• [What you should do] In the records below, some lines contain the word "instance". Copy each of them.
##### Input data
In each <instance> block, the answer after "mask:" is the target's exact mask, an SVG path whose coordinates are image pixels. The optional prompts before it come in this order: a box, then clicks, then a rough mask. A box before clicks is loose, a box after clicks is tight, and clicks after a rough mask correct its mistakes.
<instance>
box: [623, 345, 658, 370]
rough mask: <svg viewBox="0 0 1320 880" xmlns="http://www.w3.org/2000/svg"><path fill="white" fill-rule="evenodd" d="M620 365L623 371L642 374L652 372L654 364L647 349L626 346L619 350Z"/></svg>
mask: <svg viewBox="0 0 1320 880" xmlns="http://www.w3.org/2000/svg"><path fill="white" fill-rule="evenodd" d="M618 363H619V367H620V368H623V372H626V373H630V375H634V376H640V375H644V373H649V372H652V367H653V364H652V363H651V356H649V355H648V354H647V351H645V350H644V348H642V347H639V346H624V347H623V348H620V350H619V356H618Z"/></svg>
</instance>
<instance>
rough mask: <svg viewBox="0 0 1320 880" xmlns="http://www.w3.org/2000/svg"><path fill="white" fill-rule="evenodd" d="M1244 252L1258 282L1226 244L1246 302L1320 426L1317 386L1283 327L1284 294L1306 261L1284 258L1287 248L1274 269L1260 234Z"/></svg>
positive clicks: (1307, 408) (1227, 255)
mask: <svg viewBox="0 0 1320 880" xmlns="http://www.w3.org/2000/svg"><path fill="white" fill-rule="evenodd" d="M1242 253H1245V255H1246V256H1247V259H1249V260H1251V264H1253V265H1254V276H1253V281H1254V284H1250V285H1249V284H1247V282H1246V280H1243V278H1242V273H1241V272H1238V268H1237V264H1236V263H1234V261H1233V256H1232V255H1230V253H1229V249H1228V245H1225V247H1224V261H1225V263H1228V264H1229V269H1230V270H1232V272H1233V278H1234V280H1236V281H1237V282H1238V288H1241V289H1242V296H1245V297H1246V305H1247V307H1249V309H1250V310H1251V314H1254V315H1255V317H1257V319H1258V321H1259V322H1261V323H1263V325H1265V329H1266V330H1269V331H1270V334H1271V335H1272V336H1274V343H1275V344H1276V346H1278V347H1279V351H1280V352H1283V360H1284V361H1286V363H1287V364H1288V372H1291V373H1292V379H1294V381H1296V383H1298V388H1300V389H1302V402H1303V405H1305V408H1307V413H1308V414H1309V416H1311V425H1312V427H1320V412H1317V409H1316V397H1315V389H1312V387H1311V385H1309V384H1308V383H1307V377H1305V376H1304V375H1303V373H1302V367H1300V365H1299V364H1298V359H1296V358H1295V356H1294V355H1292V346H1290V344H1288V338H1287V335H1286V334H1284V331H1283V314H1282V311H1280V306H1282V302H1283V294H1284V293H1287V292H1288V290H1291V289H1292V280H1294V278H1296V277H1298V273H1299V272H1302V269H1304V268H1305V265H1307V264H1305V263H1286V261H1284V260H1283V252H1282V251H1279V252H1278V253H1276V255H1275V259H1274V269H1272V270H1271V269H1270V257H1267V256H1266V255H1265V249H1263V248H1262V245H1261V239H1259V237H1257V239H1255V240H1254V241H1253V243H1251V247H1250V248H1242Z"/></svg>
##########
• [Result of the task]
In each <instance> block, the answer after "mask:" is the target's exact mask, an SVG path whose coordinates are image pixels. The optional prompts before it come in this order: a box, then clicks, then a rough mask. A box before clicks is loose, a box after clicks is tight, and clicks after a rough mask correct its mistakes.
<instance>
</instance>
<instance>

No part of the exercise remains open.